→ TASKS TO CARRY OUT
#1 Render the following sentence from the Madame Xanadu review in French: "The Camelot sequence is actually the dullest part of the book."
#2 Reproduce verbatim the passage of the Madame Xanadu review that runs from "The Camelot sequence" up to and including "interesting, becomes tiresome.".

++++ TEXT EXTRACT

Madame Xanadu #1: Disenchanted
by Matt Wagner, Amy Reeder Hadley (Vertigo, 2009)


DC Comics, and its edgier arm Vertigo, has more than its share of mystical and supernatural characters. I tend to enjoy the earthier variety, such as the magicians Zatanna and John Constantine, while avoiding the grand celestial beings like the Spectre and Phantom Stranger.

Madame Xanadu (nee Nimue, Merlin's femme fatale of Arthurian legend) is one that had escaped my notice. It took a new series by writer Matt Wagner to catch my attention.

The first volume in the series, Disenchanted, begins during the final days of Camelot and timeskips forward, through the reigns of Kublai Khan and Marie Antionette, the depredations of Jack the Ripper in Whitechapel, a life-or-death card game with Death of the Endless and a stop in 1930s New York, before catching up with Madame Xanadu in a more modern guise.

The Camelot sequence is actually the dullest part of the book. The days of Arthur have been overused and abused in comics, I think, and this brief snippet adds nothing of value to the canon. The later sequences hold more interest, although Xanadu's ongoing mental joust with the Phantom Stranger, who turns up whenever things get interesting, becomes tiresome.

++++++++
++++ PROVIDED DATA

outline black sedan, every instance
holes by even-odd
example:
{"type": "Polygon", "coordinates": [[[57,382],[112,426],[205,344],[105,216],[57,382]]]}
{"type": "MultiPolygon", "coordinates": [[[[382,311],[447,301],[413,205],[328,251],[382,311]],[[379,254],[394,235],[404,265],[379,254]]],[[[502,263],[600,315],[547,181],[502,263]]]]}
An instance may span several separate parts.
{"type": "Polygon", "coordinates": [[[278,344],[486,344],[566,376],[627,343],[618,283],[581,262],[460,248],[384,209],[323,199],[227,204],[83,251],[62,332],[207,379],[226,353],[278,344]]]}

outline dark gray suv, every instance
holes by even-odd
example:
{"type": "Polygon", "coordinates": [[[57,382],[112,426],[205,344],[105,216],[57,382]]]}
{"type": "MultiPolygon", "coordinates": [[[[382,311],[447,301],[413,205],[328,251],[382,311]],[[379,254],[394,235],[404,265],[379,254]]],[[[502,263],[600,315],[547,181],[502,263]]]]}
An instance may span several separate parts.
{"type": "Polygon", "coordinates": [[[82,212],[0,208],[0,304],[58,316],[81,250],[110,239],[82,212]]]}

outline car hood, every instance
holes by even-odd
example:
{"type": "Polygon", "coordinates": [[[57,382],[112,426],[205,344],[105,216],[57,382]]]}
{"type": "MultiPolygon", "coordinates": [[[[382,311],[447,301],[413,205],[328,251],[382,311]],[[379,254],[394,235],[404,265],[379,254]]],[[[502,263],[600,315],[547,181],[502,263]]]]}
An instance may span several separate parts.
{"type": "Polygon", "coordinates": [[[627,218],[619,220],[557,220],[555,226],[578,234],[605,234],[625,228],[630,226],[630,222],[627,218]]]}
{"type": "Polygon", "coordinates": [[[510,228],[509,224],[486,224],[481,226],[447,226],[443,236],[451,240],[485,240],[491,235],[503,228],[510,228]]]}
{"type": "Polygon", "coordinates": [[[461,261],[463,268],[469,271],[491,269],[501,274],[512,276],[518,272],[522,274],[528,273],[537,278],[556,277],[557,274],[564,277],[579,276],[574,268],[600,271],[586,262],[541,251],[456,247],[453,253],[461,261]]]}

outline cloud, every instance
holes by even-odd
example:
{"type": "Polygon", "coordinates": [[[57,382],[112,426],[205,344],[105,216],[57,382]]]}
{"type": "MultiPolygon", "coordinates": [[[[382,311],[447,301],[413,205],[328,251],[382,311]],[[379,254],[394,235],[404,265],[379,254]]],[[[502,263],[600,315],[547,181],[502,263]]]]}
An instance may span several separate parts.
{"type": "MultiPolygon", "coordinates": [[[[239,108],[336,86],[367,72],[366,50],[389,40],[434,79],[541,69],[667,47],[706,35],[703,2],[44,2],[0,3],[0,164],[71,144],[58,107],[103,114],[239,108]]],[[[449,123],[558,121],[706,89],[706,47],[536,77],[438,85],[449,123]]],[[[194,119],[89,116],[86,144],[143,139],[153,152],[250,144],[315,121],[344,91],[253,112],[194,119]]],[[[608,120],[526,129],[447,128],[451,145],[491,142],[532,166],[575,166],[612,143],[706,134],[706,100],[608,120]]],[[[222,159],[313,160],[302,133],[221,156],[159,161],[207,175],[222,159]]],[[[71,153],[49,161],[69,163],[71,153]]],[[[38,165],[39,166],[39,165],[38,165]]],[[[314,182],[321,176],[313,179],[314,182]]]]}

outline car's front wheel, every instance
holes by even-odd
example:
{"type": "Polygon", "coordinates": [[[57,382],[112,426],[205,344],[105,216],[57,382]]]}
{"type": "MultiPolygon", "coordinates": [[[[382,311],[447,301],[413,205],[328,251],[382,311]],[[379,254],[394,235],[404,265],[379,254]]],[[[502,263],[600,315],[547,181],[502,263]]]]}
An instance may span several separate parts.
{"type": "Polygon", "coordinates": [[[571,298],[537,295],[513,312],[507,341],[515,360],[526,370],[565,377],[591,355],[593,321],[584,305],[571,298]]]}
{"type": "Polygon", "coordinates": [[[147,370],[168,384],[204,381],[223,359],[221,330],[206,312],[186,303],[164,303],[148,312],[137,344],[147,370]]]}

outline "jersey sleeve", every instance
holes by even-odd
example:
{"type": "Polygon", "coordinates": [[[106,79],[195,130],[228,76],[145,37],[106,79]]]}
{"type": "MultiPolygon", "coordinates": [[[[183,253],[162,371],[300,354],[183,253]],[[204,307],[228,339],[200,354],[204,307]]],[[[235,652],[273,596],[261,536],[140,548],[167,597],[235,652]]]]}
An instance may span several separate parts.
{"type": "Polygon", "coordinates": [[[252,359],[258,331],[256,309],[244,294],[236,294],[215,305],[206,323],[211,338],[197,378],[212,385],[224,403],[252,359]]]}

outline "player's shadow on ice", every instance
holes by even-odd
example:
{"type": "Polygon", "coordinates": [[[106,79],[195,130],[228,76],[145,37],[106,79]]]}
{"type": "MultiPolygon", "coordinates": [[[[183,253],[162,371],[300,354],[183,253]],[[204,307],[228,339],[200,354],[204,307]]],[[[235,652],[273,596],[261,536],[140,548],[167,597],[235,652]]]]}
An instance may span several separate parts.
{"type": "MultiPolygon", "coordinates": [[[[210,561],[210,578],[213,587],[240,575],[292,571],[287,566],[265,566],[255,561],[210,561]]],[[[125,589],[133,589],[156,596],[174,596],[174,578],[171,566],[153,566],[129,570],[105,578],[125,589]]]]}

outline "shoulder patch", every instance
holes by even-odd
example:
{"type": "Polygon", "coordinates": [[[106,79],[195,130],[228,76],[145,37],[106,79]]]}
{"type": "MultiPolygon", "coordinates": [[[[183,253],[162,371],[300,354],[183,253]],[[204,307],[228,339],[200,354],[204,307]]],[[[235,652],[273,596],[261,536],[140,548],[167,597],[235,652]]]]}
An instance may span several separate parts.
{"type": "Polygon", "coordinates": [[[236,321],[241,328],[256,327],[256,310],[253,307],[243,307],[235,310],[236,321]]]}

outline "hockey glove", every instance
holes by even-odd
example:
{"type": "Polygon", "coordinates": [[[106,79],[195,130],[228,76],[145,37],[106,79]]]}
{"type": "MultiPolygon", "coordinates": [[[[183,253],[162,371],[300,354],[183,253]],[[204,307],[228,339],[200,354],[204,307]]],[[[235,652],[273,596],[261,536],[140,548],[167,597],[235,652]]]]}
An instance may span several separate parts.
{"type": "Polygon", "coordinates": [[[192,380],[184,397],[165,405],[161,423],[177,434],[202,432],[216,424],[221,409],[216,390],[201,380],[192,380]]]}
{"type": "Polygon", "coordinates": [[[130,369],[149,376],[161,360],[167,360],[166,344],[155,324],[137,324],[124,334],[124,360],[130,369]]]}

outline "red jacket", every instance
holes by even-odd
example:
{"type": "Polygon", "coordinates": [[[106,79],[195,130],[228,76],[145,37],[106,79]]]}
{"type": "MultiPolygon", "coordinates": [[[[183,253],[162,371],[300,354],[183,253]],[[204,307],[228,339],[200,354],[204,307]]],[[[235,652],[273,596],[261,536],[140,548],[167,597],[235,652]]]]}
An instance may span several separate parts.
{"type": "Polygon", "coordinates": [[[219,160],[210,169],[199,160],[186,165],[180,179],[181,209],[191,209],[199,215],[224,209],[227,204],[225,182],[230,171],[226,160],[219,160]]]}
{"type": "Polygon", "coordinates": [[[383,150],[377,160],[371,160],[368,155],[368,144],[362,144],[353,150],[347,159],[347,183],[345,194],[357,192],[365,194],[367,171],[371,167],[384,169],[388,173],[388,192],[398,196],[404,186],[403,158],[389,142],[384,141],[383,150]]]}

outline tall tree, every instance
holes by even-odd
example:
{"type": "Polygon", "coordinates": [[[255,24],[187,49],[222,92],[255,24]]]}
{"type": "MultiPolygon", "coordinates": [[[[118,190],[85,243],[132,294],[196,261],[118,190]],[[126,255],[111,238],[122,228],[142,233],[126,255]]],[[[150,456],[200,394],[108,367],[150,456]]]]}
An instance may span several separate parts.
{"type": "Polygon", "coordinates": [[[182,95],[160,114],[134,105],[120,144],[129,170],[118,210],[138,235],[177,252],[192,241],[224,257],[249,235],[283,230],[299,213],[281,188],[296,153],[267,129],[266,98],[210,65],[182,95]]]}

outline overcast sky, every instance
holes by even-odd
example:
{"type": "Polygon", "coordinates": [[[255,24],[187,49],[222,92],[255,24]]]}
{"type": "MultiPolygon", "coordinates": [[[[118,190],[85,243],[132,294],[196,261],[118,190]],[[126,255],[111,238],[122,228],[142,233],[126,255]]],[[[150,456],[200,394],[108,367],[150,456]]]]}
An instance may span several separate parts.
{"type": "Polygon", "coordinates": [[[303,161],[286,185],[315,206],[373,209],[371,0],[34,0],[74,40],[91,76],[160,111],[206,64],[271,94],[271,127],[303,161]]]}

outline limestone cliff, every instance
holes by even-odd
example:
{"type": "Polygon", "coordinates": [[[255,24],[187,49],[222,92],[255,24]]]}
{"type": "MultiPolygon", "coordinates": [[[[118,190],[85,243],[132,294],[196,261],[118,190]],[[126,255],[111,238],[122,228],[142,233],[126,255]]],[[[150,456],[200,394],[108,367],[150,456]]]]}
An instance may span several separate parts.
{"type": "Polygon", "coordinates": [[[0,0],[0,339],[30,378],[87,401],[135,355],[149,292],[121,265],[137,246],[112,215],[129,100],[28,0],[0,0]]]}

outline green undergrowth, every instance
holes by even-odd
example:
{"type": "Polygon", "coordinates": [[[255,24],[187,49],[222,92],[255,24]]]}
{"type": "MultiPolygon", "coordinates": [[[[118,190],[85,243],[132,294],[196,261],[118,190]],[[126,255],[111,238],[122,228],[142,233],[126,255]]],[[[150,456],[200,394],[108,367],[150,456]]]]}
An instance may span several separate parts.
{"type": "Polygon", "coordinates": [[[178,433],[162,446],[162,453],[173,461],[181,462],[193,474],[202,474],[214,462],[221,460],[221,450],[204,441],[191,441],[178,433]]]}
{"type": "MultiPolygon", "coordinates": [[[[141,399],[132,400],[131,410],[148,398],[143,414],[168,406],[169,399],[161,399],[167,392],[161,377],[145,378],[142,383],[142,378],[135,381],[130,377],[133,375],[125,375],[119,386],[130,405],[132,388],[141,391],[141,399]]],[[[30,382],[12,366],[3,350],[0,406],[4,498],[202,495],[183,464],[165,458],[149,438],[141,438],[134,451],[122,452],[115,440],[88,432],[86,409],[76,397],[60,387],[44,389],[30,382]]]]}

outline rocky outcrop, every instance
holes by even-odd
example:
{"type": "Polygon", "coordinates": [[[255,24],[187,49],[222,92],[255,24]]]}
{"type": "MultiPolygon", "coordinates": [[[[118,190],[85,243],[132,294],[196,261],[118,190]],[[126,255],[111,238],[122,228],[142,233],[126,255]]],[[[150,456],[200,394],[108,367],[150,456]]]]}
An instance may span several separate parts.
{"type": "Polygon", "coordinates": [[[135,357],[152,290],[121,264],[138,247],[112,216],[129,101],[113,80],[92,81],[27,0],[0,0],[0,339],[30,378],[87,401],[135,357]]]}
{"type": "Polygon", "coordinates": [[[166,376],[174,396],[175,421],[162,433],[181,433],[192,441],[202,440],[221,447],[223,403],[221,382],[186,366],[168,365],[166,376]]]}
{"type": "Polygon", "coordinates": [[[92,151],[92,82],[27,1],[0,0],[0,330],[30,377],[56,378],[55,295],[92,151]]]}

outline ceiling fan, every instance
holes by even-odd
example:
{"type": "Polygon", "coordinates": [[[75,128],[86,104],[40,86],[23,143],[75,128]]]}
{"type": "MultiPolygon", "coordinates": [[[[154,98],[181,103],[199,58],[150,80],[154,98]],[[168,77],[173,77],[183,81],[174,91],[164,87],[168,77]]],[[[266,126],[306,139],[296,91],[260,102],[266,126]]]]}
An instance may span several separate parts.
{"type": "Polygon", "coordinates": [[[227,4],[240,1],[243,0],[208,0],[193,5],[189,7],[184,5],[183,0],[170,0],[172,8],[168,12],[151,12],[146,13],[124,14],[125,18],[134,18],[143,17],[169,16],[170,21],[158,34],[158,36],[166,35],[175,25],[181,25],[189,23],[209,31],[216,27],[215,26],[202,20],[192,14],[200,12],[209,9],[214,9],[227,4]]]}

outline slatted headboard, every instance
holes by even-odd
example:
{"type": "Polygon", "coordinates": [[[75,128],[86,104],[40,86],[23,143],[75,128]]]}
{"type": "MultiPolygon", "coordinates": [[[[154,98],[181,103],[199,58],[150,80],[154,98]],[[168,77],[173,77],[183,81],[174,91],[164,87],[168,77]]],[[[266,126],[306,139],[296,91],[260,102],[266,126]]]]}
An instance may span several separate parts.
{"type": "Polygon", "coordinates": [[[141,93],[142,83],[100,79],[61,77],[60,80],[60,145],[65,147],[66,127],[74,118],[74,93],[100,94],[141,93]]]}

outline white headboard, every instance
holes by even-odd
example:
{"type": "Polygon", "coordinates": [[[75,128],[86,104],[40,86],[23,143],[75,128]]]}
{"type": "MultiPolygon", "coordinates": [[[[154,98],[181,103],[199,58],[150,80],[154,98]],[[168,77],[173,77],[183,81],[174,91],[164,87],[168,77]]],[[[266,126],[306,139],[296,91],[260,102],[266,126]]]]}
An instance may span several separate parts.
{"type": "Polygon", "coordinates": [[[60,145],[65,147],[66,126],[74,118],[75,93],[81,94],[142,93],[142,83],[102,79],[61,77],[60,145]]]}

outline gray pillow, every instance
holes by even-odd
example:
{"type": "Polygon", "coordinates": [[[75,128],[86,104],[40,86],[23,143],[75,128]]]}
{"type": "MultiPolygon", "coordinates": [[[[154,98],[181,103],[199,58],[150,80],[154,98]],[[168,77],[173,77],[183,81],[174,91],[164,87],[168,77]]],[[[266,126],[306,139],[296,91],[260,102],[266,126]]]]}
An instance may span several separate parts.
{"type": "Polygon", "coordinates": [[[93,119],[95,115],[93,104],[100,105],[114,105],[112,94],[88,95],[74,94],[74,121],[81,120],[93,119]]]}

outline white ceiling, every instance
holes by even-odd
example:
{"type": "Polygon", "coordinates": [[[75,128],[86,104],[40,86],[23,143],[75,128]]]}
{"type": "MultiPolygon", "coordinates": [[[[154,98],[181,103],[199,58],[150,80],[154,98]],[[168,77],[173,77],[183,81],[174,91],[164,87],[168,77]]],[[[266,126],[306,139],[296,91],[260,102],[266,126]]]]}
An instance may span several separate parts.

++++++++

→ FULL SOLUTIONS
#1 La séquence de Camelot est en fait la partie la plus ennuyeuse du livre.

#2
The Camelot sequence is actually the dullest part of the book. The days of Arthur have been overused and abused in comics, I think, and this brief snippet adds nothing of value to the canon. The later sequences hold more interest, although Xanadu's ongoing mental joust with the Phantom Stranger, who turns up whenever things get interesting, becomes tiresome.